MATERIAL TO PROCESS:
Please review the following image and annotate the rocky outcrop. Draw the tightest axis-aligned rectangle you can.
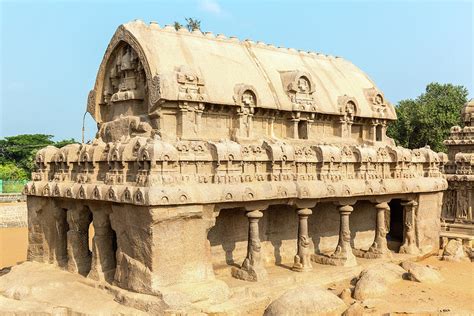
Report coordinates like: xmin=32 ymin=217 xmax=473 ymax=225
xmin=401 ymin=261 xmax=443 ymax=283
xmin=264 ymin=285 xmax=346 ymax=316
xmin=353 ymin=263 xmax=405 ymax=300
xmin=442 ymin=239 xmax=467 ymax=261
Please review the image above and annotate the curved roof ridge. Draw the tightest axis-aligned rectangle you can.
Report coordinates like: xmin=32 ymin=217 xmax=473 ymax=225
xmin=123 ymin=19 xmax=336 ymax=60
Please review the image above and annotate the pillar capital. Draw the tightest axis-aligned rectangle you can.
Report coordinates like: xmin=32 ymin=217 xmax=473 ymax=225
xmin=296 ymin=208 xmax=313 ymax=216
xmin=400 ymin=200 xmax=418 ymax=207
xmin=338 ymin=205 xmax=354 ymax=214
xmin=375 ymin=202 xmax=390 ymax=210
xmin=245 ymin=210 xmax=263 ymax=218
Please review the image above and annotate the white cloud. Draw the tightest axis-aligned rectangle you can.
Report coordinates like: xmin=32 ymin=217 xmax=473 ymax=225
xmin=199 ymin=0 xmax=223 ymax=15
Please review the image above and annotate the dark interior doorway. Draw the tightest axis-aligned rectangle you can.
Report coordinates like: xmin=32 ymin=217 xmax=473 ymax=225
xmin=298 ymin=120 xmax=308 ymax=139
xmin=387 ymin=199 xmax=403 ymax=251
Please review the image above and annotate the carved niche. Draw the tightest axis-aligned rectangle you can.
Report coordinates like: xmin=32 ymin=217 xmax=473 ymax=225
xmin=280 ymin=70 xmax=317 ymax=111
xmin=364 ymin=88 xmax=388 ymax=117
xmin=176 ymin=65 xmax=207 ymax=102
xmin=101 ymin=44 xmax=146 ymax=105
xmin=233 ymin=84 xmax=258 ymax=138
xmin=337 ymin=95 xmax=359 ymax=122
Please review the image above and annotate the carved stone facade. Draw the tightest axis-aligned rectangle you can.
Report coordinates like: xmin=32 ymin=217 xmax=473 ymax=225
xmin=25 ymin=22 xmax=447 ymax=312
xmin=442 ymin=100 xmax=474 ymax=239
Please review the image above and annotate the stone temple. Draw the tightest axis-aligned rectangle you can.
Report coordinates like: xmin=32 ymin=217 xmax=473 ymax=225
xmin=441 ymin=99 xmax=474 ymax=241
xmin=25 ymin=21 xmax=448 ymax=314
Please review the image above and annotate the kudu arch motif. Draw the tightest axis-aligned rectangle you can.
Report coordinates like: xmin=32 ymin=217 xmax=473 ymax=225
xmin=25 ymin=21 xmax=447 ymax=308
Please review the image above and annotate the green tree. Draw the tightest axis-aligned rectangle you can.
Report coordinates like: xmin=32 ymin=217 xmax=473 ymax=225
xmin=388 ymin=82 xmax=468 ymax=151
xmin=186 ymin=18 xmax=201 ymax=32
xmin=173 ymin=21 xmax=183 ymax=31
xmin=0 ymin=162 xmax=29 ymax=180
xmin=0 ymin=134 xmax=76 ymax=177
xmin=173 ymin=18 xmax=201 ymax=32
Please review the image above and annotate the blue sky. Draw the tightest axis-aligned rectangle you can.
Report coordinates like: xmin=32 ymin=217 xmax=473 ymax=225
xmin=0 ymin=0 xmax=474 ymax=140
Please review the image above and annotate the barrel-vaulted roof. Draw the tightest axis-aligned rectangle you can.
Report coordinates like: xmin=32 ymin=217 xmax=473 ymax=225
xmin=88 ymin=21 xmax=396 ymax=121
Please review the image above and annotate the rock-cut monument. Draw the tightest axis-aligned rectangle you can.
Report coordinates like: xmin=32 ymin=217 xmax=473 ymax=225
xmin=25 ymin=21 xmax=447 ymax=314
xmin=441 ymin=99 xmax=474 ymax=243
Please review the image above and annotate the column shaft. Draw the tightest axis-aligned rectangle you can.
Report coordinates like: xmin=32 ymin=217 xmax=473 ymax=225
xmin=331 ymin=205 xmax=357 ymax=266
xmin=232 ymin=210 xmax=267 ymax=281
xmin=368 ymin=202 xmax=390 ymax=257
xmin=400 ymin=200 xmax=419 ymax=254
xmin=88 ymin=211 xmax=116 ymax=282
xmin=67 ymin=208 xmax=92 ymax=276
xmin=293 ymin=208 xmax=313 ymax=271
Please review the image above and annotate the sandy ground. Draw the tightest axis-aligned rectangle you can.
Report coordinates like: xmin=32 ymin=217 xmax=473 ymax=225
xmin=329 ymin=256 xmax=474 ymax=315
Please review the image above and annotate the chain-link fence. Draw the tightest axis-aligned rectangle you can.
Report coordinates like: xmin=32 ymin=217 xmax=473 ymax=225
xmin=0 ymin=179 xmax=28 ymax=193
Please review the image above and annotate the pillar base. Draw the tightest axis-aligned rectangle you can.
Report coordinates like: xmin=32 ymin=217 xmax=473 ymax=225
xmin=291 ymin=255 xmax=313 ymax=272
xmin=399 ymin=245 xmax=420 ymax=255
xmin=311 ymin=254 xmax=358 ymax=267
xmin=232 ymin=267 xmax=268 ymax=282
xmin=87 ymin=269 xmax=115 ymax=284
xmin=353 ymin=248 xmax=393 ymax=259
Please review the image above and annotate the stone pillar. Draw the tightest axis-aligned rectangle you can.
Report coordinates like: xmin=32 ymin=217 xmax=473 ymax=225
xmin=331 ymin=205 xmax=357 ymax=266
xmin=400 ymin=200 xmax=419 ymax=254
xmin=87 ymin=210 xmax=116 ymax=283
xmin=67 ymin=206 xmax=92 ymax=276
xmin=293 ymin=208 xmax=313 ymax=272
xmin=368 ymin=202 xmax=391 ymax=257
xmin=291 ymin=118 xmax=300 ymax=139
xmin=232 ymin=210 xmax=267 ymax=282
xmin=54 ymin=208 xmax=68 ymax=267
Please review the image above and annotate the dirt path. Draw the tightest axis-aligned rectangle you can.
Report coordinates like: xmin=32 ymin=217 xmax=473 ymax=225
xmin=331 ymin=257 xmax=474 ymax=315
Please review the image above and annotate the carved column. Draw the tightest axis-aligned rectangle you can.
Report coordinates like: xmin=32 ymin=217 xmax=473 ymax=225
xmin=331 ymin=205 xmax=357 ymax=266
xmin=368 ymin=202 xmax=391 ymax=257
xmin=88 ymin=210 xmax=116 ymax=283
xmin=232 ymin=210 xmax=267 ymax=282
xmin=67 ymin=207 xmax=92 ymax=276
xmin=293 ymin=208 xmax=313 ymax=272
xmin=291 ymin=118 xmax=300 ymax=139
xmin=400 ymin=200 xmax=419 ymax=254
xmin=54 ymin=208 xmax=68 ymax=267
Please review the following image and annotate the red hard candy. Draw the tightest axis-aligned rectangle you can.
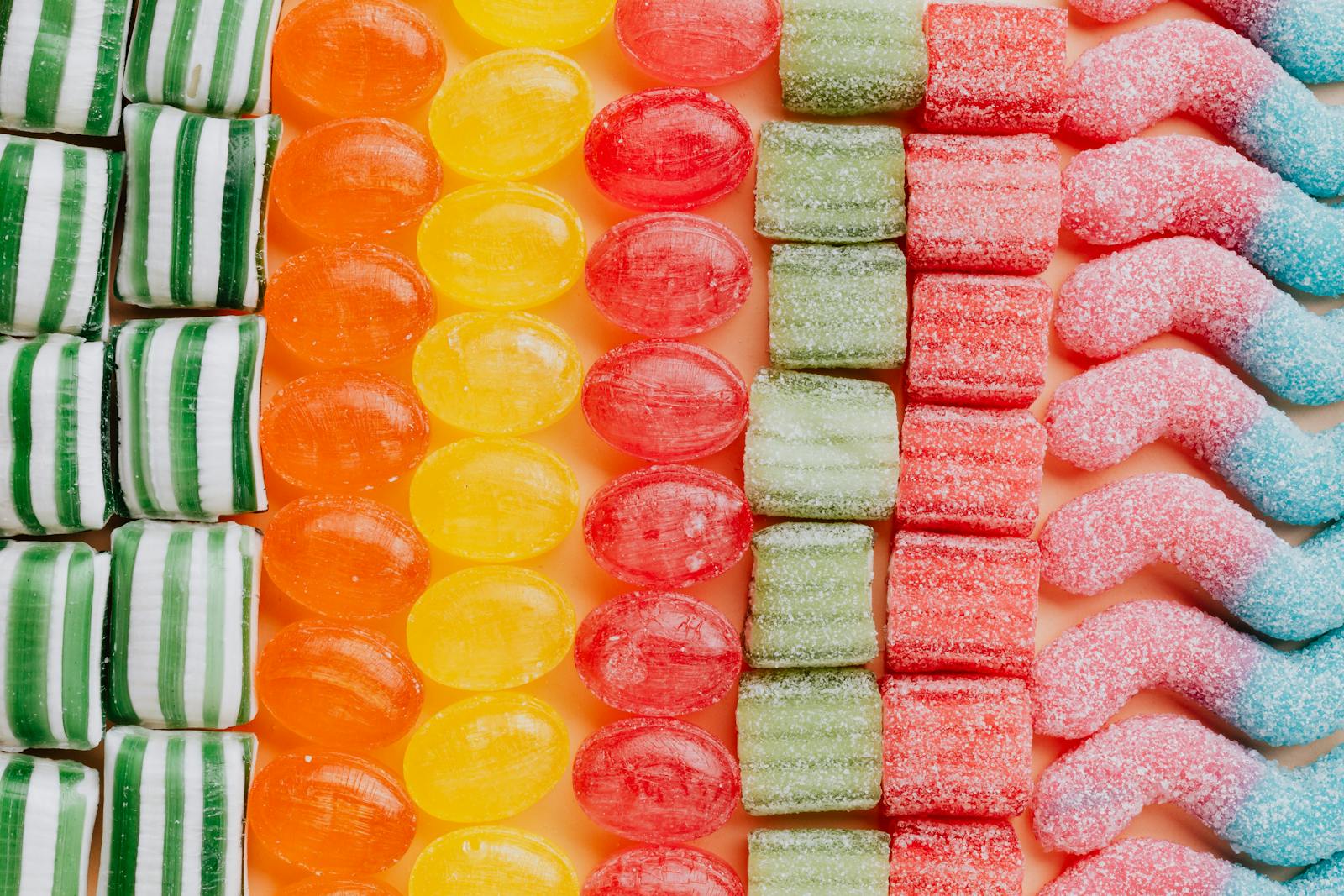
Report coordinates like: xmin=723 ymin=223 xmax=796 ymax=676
xmin=583 ymin=464 xmax=751 ymax=589
xmin=583 ymin=87 xmax=755 ymax=211
xmin=574 ymin=591 xmax=742 ymax=716
xmin=574 ymin=719 xmax=742 ymax=845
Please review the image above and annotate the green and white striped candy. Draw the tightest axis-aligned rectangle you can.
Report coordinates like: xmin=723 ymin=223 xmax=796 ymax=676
xmin=98 ymin=726 xmax=257 ymax=896
xmin=0 ymin=753 xmax=98 ymax=896
xmin=117 ymin=105 xmax=281 ymax=309
xmin=0 ymin=542 xmax=109 ymax=752
xmin=126 ymin=0 xmax=280 ymax=116
xmin=106 ymin=520 xmax=260 ymax=728
xmin=0 ymin=134 xmax=123 ymax=338
xmin=113 ymin=316 xmax=266 ymax=521
xmin=0 ymin=334 xmax=112 ymax=535
xmin=0 ymin=0 xmax=130 ymax=137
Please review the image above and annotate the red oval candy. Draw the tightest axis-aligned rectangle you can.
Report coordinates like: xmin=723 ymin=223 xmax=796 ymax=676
xmin=583 ymin=87 xmax=755 ymax=211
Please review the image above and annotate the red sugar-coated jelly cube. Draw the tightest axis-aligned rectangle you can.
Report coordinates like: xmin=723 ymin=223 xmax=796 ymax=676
xmin=882 ymin=676 xmax=1031 ymax=818
xmin=887 ymin=818 xmax=1023 ymax=896
xmin=906 ymin=274 xmax=1053 ymax=407
xmin=906 ymin=134 xmax=1063 ymax=274
xmin=896 ymin=405 xmax=1046 ymax=537
xmin=887 ymin=532 xmax=1040 ymax=676
xmin=923 ymin=3 xmax=1068 ymax=134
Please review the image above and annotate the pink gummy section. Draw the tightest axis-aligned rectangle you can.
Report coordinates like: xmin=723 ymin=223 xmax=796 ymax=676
xmin=906 ymin=134 xmax=1060 ymax=274
xmin=1032 ymin=716 xmax=1266 ymax=853
xmin=1064 ymin=136 xmax=1285 ymax=249
xmin=923 ymin=3 xmax=1068 ymax=134
xmin=906 ymin=274 xmax=1053 ymax=407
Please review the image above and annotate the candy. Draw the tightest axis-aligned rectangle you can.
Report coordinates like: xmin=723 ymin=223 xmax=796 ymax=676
xmin=1046 ymin=349 xmax=1344 ymax=525
xmin=583 ymin=464 xmax=751 ymax=589
xmin=770 ymin=244 xmax=906 ymax=369
xmin=428 ymin=50 xmax=594 ymax=181
xmin=906 ymin=274 xmax=1053 ymax=407
xmin=0 ymin=334 xmax=109 ymax=536
xmin=906 ymin=134 xmax=1062 ymax=274
xmin=406 ymin=567 xmax=574 ymax=690
xmin=1040 ymin=473 xmax=1344 ymax=641
xmin=1064 ymin=136 xmax=1344 ymax=296
xmin=274 ymin=0 xmax=446 ymax=117
xmin=887 ymin=532 xmax=1040 ymax=676
xmin=116 ymin=102 xmax=280 ymax=309
xmin=755 ymin=121 xmax=906 ymax=244
xmin=882 ymin=676 xmax=1031 ymax=818
xmin=572 ymin=590 xmax=742 ymax=716
xmin=271 ymin=118 xmax=444 ymax=244
xmin=412 ymin=312 xmax=582 ymax=435
xmin=417 ymin=184 xmax=583 ymax=311
xmin=743 ymin=369 xmax=899 ymax=520
xmin=583 ymin=87 xmax=755 ymax=211
xmin=896 ymin=405 xmax=1046 ymax=537
xmin=585 ymin=212 xmax=751 ymax=338
xmin=403 ymin=693 xmax=570 ymax=827
xmin=780 ymin=0 xmax=929 ymax=116
xmin=574 ymin=719 xmax=742 ymax=846
xmin=616 ymin=0 xmax=782 ymax=86
xmin=0 ymin=138 xmax=125 ymax=338
xmin=257 ymin=619 xmax=425 ymax=750
xmin=266 ymin=243 xmax=438 ymax=367
xmin=583 ymin=341 xmax=748 ymax=464
xmin=412 ymin=438 xmax=580 ymax=563
xmin=737 ymin=669 xmax=885 ymax=816
xmin=743 ymin=522 xmax=878 ymax=669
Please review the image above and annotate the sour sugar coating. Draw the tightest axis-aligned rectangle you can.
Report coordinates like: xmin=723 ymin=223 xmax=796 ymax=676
xmin=1040 ymin=473 xmax=1344 ymax=641
xmin=1058 ymin=136 xmax=1344 ymax=296
xmin=1032 ymin=716 xmax=1344 ymax=865
xmin=1055 ymin=237 xmax=1344 ymax=405
xmin=1046 ymin=349 xmax=1344 ymax=525
xmin=1063 ymin=18 xmax=1344 ymax=196
xmin=1032 ymin=600 xmax=1344 ymax=747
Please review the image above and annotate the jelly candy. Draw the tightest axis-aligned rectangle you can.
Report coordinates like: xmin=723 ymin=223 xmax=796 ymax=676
xmin=583 ymin=87 xmax=755 ymax=211
xmin=585 ymin=212 xmax=751 ymax=338
xmin=406 ymin=567 xmax=574 ymax=690
xmin=583 ymin=464 xmax=751 ymax=589
xmin=260 ymin=371 xmax=428 ymax=491
xmin=412 ymin=312 xmax=582 ymax=435
xmin=266 ymin=243 xmax=438 ymax=367
xmin=247 ymin=752 xmax=415 ymax=874
xmin=616 ymin=0 xmax=782 ymax=87
xmin=583 ymin=341 xmax=748 ymax=464
xmin=574 ymin=719 xmax=742 ymax=845
xmin=428 ymin=50 xmax=594 ymax=180
xmin=257 ymin=619 xmax=425 ymax=750
xmin=412 ymin=438 xmax=580 ymax=563
xmin=574 ymin=591 xmax=742 ymax=716
xmin=882 ymin=676 xmax=1031 ymax=818
xmin=417 ymin=184 xmax=585 ymax=311
xmin=274 ymin=0 xmax=448 ymax=117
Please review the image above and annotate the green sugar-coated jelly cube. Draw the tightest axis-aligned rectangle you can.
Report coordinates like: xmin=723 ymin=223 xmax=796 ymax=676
xmin=780 ymin=0 xmax=929 ymax=116
xmin=738 ymin=669 xmax=882 ymax=815
xmin=743 ymin=369 xmax=900 ymax=520
xmin=744 ymin=522 xmax=878 ymax=669
xmin=770 ymin=244 xmax=906 ymax=368
xmin=755 ymin=121 xmax=906 ymax=244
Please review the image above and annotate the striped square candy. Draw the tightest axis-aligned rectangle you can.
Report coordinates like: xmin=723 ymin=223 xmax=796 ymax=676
xmin=0 ymin=134 xmax=123 ymax=338
xmin=113 ymin=316 xmax=266 ymax=522
xmin=117 ymin=106 xmax=281 ymax=309
xmin=98 ymin=726 xmax=257 ymax=896
xmin=106 ymin=520 xmax=260 ymax=728
xmin=0 ymin=753 xmax=98 ymax=896
xmin=0 ymin=334 xmax=112 ymax=536
xmin=0 ymin=0 xmax=130 ymax=137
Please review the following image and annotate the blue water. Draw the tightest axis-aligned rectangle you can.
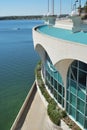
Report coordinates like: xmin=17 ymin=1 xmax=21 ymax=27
xmin=0 ymin=20 xmax=42 ymax=130
xmin=38 ymin=26 xmax=87 ymax=45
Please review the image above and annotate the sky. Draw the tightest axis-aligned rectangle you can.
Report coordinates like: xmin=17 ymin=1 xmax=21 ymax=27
xmin=0 ymin=0 xmax=86 ymax=16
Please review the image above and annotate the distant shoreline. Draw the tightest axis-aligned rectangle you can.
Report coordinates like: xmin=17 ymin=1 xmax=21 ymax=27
xmin=0 ymin=15 xmax=43 ymax=20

REQUIREMENTS: Rewrite the lines from the one containing "Please review the image above and annotate the chain-link" through the one containing "xmin=331 ymin=257 xmax=474 ymax=315", inclusive, replacing "dirt path" with "gravel path" and leaving everything else unchanged.

RESULT OF THIS EXERCISE:
Please review the image above and annotate the chain-link fence. Draw the tightest axis-aligned rectangle you can.
Report coordinates like: xmin=32 ymin=217 xmax=473 ymax=225
xmin=0 ymin=179 xmax=28 ymax=193
Please review the image above and annotate the pillar base. Draw the tightest axis-aligned rectangle you can.
Report coordinates like: xmin=32 ymin=217 xmax=473 ymax=225
xmin=291 ymin=255 xmax=313 ymax=272
xmin=399 ymin=245 xmax=420 ymax=255
xmin=311 ymin=254 xmax=358 ymax=267
xmin=232 ymin=267 xmax=268 ymax=282
xmin=87 ymin=269 xmax=115 ymax=284
xmin=353 ymin=248 xmax=393 ymax=259
Please review the image above and annotate the stone pillar. Draw the tightest axis-aligned rectangle you can.
Report coordinates like: xmin=32 ymin=217 xmax=473 ymax=225
xmin=331 ymin=205 xmax=357 ymax=266
xmin=400 ymin=200 xmax=419 ymax=254
xmin=87 ymin=210 xmax=116 ymax=283
xmin=67 ymin=206 xmax=92 ymax=276
xmin=293 ymin=208 xmax=313 ymax=272
xmin=368 ymin=202 xmax=391 ymax=257
xmin=291 ymin=118 xmax=300 ymax=139
xmin=232 ymin=210 xmax=267 ymax=282
xmin=54 ymin=208 xmax=68 ymax=267
Please review the image above and annotate the gravel path. Draw the tightest axis-aligned rectangle you can.
Report coordinates like: xmin=32 ymin=217 xmax=473 ymax=225
xmin=331 ymin=257 xmax=474 ymax=315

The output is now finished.